*What the exercise asks*. Could you return, word for word, the lines beginning with the one that contains "detect every iguana" and continuing through the one that contains "[343,445,621,537]"? Leave the pictures out of your answer.
BEGIN Source material
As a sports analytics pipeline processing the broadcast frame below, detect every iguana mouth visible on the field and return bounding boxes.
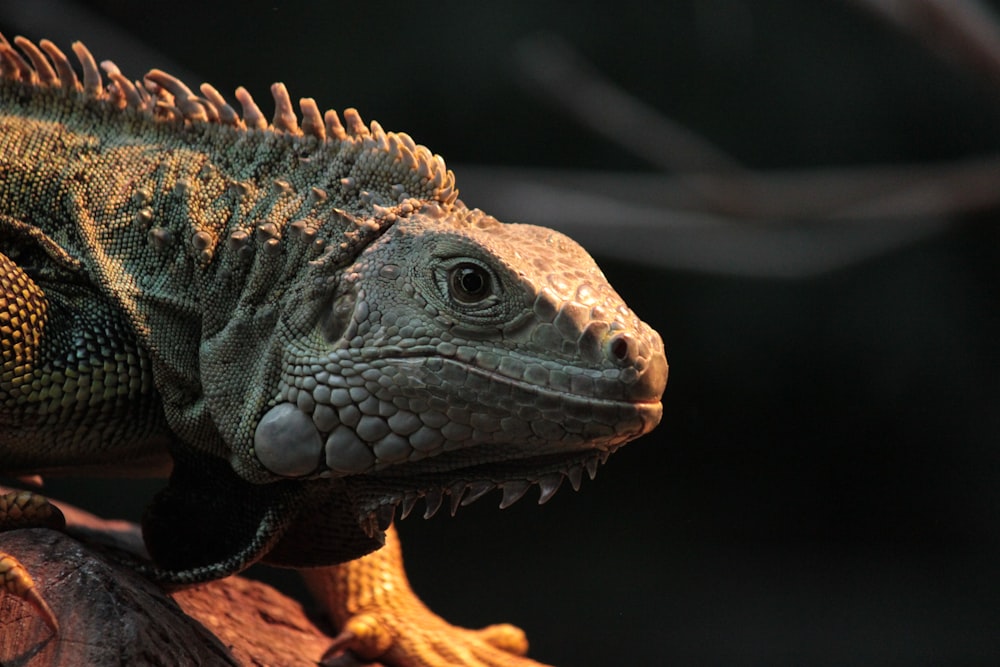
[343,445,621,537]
END Source material
BEGIN Source material
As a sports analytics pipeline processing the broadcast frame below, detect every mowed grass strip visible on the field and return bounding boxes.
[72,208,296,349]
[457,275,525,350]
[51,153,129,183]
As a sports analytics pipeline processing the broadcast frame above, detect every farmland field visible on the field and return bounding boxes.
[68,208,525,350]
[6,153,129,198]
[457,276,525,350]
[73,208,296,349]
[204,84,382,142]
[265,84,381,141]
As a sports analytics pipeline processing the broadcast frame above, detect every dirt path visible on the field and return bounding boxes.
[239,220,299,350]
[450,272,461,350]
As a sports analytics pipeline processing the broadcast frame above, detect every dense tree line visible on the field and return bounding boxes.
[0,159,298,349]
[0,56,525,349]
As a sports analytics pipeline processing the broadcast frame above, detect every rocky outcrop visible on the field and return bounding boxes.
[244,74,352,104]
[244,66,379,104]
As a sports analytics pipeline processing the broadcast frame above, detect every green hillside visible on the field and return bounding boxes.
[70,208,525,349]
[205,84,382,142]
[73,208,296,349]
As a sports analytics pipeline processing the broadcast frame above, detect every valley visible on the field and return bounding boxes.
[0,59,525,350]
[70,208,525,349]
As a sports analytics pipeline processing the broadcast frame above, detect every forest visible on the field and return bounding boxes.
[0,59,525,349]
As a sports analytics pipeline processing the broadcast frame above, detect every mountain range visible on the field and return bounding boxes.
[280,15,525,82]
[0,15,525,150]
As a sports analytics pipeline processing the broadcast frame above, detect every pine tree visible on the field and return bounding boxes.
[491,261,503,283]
END Source material
*Written response*.
As a sports analytics pipeline processing the broadcast frame below, detect every iguana mouth visible on the field and return bounding boxes.
[343,445,621,537]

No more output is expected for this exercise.